**EXPLORE THE MATERIAL:**
1. In the passage on India's corporate tax cut, rewrite the part between "Taking into account" and "Report for 2021-22.", inclusive, changing "pandemic" to "economic crisis".
2. According to the passage on India's corporate tax cut, what was the effective tax rate for the Indian manufacturing sector before the reduction?
3. Resume the passage on India's corporate tax cut after its final sentence.

**PASSAGE PROVIDED:**
== Segment start ==
The step in question is the Centre’s decision to slash corporate taxes in September 2019.
In a bid to improve overall economic growth in the country, the Union Government had announced a hefty reduction in corporate tax rates from 30 per cent to 22 per cent.
Taking into account all surcharges and cesses, the effective corporate tax rate accordingly came down to 25.2 per cent, provided that firms did not avail of any other tax incentives or benefits.
“Indian corporates were shielded from the pandemic by the rationalisation in conduct of business that focused on cost saving and a corporate tax rate cut in September 2019,” the RBI said in its Annual Report for 2021-22.
“This tax cut was in league with other countries as observed across the Organisation for Economic Cooperation and Development (OECD) countries.”
Prior to the tax reduction, the effective rate for the Indian manufacturing sector was at 27.8 per cent, while that for the non-manufacturing sector was higher at 30.5 per cent on an average, constraining the competitiveness of domestic exports, the RBI’s report said.
Apart from the decision to slash the corporate tax rate from 30 per cent, the effective tax rate for new manufacturing companies would stand at 17 per cent, increasing the incentives for fresh investment, the report said.
== Segment end ==
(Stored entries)
== Segment start ==
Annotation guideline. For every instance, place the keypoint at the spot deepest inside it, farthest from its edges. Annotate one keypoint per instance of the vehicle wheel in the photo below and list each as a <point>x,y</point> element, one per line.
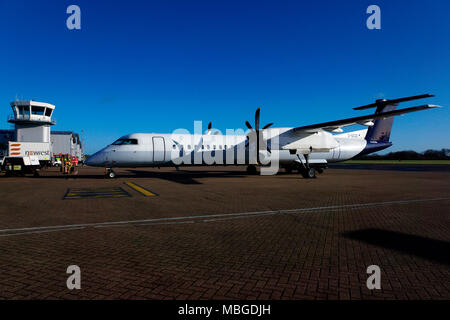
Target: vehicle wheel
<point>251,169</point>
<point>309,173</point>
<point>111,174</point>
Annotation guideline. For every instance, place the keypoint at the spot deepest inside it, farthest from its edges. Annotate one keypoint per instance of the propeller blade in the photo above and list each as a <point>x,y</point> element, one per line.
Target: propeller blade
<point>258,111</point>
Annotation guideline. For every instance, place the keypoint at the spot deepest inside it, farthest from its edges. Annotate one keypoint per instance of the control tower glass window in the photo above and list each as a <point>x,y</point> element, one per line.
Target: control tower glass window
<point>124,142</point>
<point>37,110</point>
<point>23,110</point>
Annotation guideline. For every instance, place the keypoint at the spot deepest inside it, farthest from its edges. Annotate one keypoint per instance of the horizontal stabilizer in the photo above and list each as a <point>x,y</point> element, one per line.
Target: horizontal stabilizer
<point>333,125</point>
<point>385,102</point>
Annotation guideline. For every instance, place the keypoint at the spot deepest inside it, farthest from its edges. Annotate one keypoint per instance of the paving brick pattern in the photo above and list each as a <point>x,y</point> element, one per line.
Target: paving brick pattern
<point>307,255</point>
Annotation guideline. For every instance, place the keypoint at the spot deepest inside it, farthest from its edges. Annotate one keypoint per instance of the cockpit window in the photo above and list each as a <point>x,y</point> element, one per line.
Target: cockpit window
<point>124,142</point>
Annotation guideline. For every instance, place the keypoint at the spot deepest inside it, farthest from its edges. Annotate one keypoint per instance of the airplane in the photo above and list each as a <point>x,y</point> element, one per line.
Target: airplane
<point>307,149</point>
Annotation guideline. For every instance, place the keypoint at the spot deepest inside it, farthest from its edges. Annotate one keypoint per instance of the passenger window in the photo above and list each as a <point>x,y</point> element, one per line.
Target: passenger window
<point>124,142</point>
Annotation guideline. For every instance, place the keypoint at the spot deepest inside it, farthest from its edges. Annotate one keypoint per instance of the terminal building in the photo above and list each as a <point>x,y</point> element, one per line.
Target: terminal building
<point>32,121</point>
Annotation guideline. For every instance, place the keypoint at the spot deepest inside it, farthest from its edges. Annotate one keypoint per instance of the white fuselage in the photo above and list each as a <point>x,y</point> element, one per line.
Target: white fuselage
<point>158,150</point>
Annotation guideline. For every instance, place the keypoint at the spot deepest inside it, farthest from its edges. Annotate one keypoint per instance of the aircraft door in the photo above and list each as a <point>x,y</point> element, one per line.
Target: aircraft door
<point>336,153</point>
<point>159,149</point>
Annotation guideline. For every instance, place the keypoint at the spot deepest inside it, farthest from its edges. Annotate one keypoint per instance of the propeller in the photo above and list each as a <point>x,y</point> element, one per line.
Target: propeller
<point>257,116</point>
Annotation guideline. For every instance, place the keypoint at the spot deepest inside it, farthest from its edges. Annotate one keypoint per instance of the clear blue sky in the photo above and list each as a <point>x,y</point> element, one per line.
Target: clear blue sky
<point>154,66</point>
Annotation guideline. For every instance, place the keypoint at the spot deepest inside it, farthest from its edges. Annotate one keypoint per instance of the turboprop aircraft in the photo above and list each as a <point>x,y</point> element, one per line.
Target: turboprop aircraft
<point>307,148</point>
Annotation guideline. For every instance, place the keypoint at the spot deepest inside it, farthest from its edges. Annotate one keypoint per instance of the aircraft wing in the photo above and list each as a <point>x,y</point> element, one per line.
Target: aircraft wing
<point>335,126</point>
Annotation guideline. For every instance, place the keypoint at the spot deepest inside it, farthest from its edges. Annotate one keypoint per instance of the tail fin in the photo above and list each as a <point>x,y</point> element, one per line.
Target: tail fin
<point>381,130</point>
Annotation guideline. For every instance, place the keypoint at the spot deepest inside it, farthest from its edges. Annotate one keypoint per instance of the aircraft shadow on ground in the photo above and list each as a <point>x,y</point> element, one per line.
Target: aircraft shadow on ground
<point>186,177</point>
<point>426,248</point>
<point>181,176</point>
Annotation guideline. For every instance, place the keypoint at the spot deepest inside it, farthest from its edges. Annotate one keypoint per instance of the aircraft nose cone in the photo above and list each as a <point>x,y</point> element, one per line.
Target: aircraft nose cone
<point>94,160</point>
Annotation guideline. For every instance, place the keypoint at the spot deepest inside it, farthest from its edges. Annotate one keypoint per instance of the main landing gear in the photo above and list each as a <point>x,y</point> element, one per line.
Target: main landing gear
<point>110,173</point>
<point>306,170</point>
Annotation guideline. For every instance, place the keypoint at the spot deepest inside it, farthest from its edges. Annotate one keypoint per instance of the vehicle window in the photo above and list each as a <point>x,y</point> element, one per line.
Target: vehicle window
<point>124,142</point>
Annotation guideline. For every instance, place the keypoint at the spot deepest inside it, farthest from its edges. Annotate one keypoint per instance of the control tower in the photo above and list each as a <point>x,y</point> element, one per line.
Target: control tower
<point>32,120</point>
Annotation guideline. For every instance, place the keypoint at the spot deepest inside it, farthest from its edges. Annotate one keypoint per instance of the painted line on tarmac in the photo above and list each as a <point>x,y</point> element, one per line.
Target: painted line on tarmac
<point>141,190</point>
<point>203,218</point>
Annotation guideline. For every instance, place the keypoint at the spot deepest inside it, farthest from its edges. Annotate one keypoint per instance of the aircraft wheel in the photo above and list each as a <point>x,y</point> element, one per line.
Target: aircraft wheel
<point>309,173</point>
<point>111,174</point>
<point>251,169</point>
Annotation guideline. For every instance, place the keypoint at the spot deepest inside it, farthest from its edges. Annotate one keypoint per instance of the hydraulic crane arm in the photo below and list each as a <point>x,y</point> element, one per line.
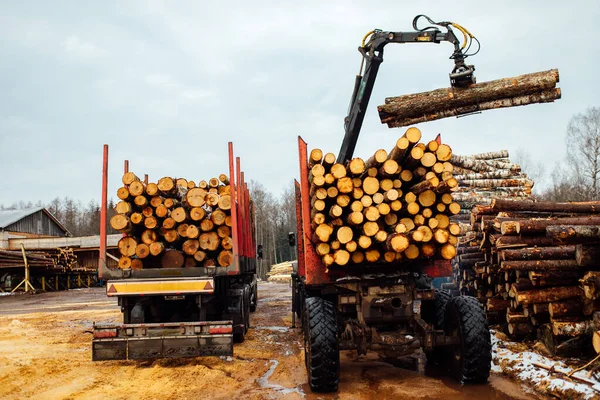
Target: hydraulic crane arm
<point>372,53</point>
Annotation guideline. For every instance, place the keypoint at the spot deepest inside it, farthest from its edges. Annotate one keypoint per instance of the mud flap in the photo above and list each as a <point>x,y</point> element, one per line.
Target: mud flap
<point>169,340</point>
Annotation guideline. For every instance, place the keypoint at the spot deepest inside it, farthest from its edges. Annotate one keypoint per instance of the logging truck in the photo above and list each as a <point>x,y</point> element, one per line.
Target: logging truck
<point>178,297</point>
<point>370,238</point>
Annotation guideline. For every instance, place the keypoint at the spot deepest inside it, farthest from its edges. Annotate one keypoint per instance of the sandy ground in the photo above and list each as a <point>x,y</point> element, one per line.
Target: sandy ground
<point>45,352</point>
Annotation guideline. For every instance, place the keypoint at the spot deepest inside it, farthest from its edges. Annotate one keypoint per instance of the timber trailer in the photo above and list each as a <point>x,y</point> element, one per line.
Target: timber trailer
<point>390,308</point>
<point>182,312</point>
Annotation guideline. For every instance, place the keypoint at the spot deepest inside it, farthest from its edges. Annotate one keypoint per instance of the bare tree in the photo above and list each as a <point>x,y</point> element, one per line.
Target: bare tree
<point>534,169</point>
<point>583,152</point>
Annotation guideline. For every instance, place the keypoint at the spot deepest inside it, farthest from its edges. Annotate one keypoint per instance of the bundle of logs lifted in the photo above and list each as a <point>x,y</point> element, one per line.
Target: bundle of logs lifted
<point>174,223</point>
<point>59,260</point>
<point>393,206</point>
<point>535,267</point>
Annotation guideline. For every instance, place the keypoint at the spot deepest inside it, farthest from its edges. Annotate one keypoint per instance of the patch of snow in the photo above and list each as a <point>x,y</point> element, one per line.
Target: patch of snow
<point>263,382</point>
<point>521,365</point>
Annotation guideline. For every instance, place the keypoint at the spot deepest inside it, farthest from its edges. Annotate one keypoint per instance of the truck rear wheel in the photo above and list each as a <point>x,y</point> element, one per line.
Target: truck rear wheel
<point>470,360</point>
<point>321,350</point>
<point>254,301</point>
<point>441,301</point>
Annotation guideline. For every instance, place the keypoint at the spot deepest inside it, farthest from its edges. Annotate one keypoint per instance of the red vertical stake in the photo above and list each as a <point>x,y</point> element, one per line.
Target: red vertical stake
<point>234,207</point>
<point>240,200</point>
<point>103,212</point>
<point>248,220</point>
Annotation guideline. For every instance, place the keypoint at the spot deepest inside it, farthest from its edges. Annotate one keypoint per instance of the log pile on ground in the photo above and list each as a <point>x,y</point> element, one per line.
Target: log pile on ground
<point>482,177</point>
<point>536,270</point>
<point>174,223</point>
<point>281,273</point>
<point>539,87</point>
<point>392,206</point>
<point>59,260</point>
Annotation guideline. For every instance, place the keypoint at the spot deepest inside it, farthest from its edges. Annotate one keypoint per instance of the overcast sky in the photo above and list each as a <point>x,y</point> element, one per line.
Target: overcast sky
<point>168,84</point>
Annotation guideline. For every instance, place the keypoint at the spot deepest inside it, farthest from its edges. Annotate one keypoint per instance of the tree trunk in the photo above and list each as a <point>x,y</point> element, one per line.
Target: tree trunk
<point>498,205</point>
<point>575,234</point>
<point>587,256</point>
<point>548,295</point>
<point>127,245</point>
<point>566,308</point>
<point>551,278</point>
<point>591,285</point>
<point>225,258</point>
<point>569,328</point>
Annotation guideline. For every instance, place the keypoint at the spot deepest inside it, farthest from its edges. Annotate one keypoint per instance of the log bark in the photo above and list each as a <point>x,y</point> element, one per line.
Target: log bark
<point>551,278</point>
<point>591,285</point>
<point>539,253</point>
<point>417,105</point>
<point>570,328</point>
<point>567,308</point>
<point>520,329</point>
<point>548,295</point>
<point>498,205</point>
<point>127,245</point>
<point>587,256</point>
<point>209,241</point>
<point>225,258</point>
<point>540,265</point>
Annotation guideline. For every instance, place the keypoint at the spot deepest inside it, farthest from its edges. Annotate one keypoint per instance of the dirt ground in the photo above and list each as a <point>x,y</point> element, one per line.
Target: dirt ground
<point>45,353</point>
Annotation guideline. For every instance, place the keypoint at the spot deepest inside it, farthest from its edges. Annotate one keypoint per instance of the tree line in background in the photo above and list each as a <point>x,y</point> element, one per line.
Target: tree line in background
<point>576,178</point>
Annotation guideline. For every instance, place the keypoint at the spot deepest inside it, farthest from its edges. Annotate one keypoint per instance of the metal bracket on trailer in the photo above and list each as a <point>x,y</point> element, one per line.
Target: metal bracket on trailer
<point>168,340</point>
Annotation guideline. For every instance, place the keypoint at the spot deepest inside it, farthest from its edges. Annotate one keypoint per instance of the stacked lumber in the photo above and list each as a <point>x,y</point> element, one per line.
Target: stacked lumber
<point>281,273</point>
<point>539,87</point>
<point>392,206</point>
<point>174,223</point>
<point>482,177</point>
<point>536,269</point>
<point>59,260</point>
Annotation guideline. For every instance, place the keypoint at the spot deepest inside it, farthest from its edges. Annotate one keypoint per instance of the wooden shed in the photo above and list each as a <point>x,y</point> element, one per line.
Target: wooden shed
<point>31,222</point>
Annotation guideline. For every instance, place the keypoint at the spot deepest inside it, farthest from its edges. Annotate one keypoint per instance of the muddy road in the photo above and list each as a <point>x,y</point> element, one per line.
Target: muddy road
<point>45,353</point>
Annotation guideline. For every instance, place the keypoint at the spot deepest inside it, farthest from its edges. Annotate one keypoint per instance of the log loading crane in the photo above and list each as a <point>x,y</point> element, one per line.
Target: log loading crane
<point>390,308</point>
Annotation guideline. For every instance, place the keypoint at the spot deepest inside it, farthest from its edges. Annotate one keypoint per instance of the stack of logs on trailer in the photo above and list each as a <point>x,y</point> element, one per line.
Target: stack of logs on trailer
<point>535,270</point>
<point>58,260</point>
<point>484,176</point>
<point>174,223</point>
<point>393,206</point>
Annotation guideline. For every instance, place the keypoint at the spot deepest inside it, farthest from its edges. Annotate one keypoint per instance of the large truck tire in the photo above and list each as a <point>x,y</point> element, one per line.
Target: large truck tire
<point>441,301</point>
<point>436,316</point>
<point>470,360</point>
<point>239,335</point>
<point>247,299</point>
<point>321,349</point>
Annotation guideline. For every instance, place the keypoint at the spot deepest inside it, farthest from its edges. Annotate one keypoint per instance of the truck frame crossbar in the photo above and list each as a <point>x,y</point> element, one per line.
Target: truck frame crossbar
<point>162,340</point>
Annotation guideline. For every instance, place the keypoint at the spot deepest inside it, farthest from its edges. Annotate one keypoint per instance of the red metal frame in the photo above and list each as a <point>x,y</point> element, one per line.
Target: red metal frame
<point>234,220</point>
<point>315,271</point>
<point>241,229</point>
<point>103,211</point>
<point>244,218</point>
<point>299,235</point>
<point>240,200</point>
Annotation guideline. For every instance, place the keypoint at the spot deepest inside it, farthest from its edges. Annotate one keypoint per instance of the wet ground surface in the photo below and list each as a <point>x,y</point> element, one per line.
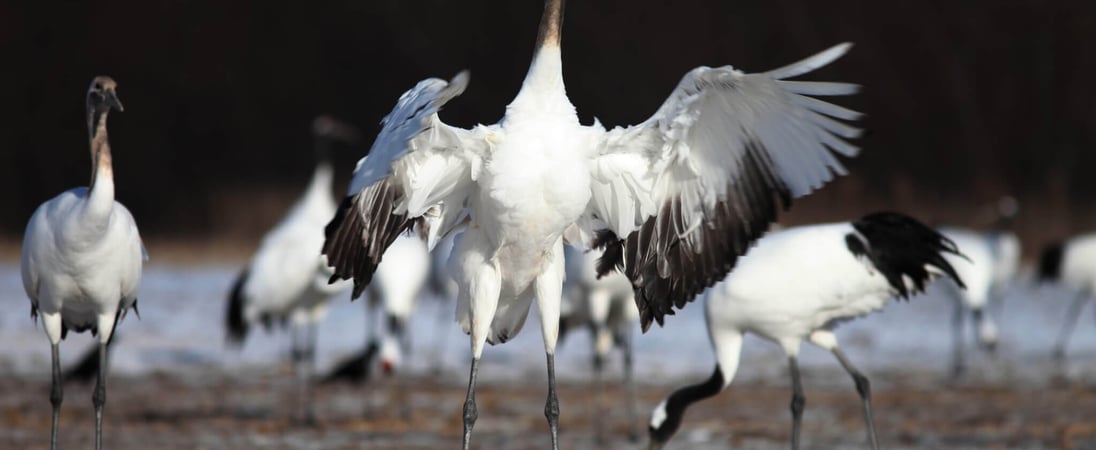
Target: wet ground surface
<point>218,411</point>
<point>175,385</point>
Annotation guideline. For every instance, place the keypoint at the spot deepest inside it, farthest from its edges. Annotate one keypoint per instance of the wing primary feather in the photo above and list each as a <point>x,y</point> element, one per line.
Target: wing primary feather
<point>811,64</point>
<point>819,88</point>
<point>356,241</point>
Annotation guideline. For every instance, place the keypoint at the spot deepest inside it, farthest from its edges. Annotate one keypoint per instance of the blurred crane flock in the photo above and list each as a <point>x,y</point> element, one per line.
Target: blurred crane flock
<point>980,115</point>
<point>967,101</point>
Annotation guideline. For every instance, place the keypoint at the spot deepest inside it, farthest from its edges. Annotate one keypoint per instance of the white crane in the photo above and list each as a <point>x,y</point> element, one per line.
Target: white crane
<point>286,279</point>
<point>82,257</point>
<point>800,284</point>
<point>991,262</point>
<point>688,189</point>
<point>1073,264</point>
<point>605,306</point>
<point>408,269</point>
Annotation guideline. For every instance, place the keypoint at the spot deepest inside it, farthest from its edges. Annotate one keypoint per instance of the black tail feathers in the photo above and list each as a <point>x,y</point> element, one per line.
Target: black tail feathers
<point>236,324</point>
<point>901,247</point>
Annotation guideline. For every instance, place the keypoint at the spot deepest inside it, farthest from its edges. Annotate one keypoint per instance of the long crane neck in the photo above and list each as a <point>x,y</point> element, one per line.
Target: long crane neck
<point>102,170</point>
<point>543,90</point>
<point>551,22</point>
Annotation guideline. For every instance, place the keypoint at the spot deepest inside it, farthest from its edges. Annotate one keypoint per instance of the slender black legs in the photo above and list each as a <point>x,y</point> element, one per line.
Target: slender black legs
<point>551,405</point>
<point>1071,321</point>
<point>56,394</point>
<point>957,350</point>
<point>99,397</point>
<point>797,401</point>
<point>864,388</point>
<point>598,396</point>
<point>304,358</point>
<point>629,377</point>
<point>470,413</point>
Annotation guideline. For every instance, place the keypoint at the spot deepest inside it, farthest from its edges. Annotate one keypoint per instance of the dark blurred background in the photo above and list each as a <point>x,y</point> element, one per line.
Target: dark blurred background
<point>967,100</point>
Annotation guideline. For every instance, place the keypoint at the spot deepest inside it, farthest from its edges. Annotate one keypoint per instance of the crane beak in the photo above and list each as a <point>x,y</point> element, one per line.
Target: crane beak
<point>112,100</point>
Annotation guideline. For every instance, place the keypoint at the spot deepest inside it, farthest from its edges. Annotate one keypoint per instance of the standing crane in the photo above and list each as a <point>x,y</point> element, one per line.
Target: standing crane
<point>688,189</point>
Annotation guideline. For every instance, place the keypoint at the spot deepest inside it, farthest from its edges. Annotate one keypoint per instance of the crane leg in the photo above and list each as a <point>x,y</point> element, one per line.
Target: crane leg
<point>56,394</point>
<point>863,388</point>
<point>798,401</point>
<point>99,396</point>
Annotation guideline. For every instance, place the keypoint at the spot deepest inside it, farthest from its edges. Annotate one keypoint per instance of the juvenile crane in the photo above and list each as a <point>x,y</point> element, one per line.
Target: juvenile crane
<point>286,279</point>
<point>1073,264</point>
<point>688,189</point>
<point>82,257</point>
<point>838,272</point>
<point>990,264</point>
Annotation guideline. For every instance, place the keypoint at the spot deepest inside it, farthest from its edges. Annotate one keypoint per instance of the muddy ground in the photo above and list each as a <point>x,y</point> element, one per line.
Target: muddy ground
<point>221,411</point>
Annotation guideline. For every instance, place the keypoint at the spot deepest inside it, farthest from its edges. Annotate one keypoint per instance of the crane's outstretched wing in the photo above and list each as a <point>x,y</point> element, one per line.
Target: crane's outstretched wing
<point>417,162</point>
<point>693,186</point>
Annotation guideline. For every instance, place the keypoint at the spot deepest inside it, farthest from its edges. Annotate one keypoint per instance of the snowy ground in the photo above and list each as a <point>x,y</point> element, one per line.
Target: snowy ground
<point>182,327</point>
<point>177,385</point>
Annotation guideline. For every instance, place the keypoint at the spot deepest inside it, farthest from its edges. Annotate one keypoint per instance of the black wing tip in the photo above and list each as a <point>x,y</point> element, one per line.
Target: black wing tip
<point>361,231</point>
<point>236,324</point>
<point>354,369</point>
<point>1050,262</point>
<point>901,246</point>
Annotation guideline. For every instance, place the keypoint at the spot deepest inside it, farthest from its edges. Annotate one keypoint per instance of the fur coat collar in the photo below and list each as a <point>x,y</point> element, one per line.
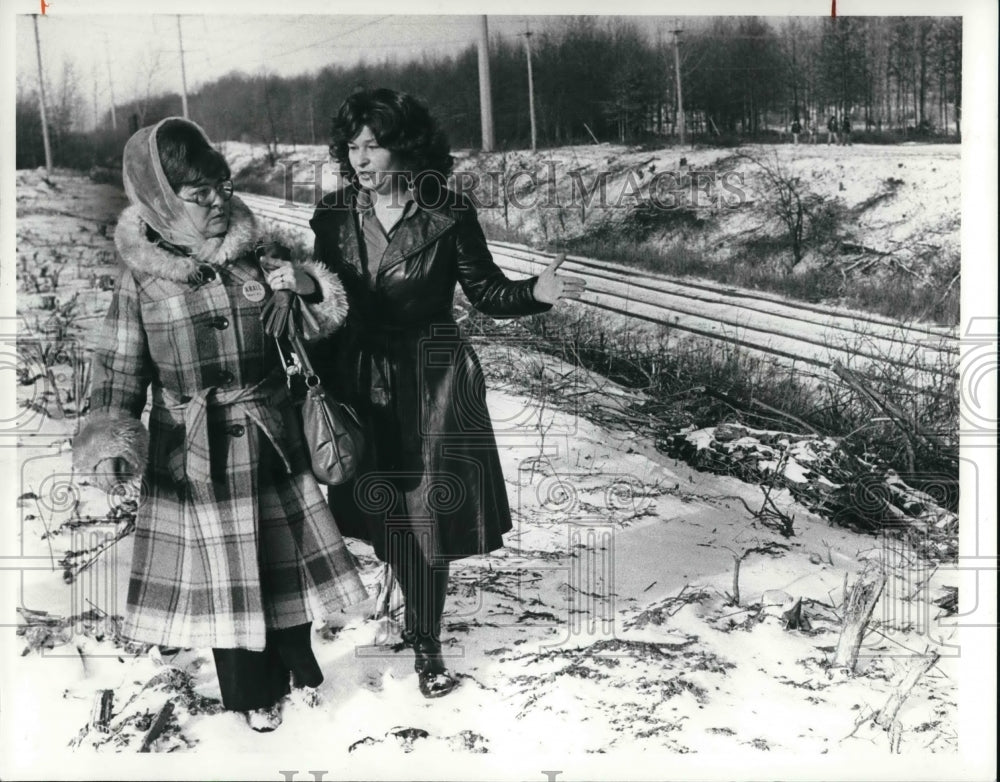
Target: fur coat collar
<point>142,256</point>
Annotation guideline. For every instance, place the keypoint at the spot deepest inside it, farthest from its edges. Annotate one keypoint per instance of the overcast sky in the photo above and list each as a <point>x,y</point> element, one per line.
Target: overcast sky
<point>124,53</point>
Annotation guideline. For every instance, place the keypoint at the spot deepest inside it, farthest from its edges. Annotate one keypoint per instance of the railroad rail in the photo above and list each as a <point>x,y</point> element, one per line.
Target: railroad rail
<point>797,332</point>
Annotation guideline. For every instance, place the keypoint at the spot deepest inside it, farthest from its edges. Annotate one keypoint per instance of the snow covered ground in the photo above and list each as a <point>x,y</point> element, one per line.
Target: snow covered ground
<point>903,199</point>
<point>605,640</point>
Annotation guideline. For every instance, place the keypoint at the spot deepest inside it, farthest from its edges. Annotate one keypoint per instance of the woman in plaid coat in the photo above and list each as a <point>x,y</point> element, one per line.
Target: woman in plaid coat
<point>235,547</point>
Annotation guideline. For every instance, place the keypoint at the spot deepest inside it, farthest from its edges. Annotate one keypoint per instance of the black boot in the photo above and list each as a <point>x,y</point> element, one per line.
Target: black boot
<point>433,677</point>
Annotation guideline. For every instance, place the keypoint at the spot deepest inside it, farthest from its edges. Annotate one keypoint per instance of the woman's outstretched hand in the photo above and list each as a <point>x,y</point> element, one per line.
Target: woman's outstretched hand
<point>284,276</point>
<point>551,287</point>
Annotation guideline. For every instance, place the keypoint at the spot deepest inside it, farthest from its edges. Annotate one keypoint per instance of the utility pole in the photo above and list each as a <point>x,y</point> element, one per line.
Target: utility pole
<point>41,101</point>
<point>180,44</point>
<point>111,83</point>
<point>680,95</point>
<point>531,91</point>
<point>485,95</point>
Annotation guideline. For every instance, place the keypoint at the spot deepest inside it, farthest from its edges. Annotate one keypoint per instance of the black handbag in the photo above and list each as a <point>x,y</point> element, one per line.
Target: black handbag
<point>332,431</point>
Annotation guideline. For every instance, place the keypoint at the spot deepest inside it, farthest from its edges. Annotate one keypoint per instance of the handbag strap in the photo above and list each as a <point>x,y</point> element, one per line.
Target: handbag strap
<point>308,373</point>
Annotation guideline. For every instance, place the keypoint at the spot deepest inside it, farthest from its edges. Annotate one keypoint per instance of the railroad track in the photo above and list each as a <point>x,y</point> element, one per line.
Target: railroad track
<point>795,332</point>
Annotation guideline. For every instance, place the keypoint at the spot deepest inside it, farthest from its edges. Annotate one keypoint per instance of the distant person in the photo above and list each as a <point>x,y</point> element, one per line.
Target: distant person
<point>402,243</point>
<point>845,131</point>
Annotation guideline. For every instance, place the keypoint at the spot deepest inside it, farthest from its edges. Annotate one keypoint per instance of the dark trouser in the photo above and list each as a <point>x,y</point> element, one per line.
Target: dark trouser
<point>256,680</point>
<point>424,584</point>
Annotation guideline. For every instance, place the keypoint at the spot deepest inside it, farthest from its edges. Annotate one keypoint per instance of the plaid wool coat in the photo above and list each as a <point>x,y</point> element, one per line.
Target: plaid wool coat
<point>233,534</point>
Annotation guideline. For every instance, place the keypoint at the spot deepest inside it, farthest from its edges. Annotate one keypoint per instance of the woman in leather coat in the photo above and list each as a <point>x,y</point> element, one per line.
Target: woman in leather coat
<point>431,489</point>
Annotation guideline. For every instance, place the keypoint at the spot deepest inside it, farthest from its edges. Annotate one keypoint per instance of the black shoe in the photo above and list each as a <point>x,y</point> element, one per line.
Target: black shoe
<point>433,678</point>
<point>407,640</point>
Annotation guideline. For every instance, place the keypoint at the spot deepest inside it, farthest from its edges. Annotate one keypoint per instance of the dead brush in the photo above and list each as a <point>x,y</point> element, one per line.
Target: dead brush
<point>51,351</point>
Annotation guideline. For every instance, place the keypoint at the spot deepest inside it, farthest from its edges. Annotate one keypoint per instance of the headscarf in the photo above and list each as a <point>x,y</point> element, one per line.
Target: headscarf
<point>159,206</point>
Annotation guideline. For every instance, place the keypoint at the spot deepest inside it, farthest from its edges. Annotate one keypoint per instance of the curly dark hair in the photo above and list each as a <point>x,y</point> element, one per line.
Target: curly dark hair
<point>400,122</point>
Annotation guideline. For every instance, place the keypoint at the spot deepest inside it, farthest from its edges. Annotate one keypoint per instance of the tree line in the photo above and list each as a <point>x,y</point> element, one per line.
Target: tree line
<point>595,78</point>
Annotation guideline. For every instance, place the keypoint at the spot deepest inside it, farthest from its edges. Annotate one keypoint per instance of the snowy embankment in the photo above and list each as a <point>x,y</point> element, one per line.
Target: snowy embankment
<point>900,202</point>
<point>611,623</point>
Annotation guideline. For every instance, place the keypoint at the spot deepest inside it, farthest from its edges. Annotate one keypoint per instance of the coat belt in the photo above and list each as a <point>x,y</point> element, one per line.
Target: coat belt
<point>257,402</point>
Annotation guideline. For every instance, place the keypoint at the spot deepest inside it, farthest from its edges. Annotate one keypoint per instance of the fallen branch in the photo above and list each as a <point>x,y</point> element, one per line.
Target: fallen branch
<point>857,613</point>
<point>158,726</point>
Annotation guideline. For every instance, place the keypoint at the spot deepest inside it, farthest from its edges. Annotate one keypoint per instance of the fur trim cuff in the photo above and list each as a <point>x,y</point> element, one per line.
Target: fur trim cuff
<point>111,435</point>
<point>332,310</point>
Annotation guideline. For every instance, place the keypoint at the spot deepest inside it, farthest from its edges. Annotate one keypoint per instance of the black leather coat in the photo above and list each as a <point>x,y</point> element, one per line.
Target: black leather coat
== Segment end ==
**SET OF ANSWERS:**
1.
Taking into account all surcharges and cesses, the effective corporate tax rate accordingly came down to 25.2 per cent, provided that firms did not avail of any other tax incentives or benefits.
“Indian corporates were shielded from the economic crisis by the rationalisation in conduct of business that focused on cost saving and a corporate tax rate cut in September 2019,” the RBI said in its Annual Report for 2021-22.

2. 27.8 per cent

3.
“A difference-in-difference (DID) panel regression to assess the differential impact of the tax rate cut attempts to test the hypothesis that firms in sectors which benefited from the tax rate cut in terms of lower effective corporate tax rate (ETR) registered higher net profit margin (NPM) during the post-tax cut period than in the pre-tax cut period,” the report said.
The cut in the corporate tax rate would only increase the profit after tax, with the profit before depreciation, interest and tax remaining unchanged, the report said,
As the effective tax rate at a company level was not directly available, the same was computed for each firm as the ratio of corporate tax paid to total fixable income, the RBI said in the report.
“Net profit margin (NPM) turns out to be significantly higher for firms in the treatment group in both manufacturing and non-manufacturing sectors,” the report said.
“Net profit margin improves significantly in the post-tax cut period. Furthermore, the impact of the tax rate cut on profitability is stronger for the non-manufacturing sector than for the manufacturing sector.”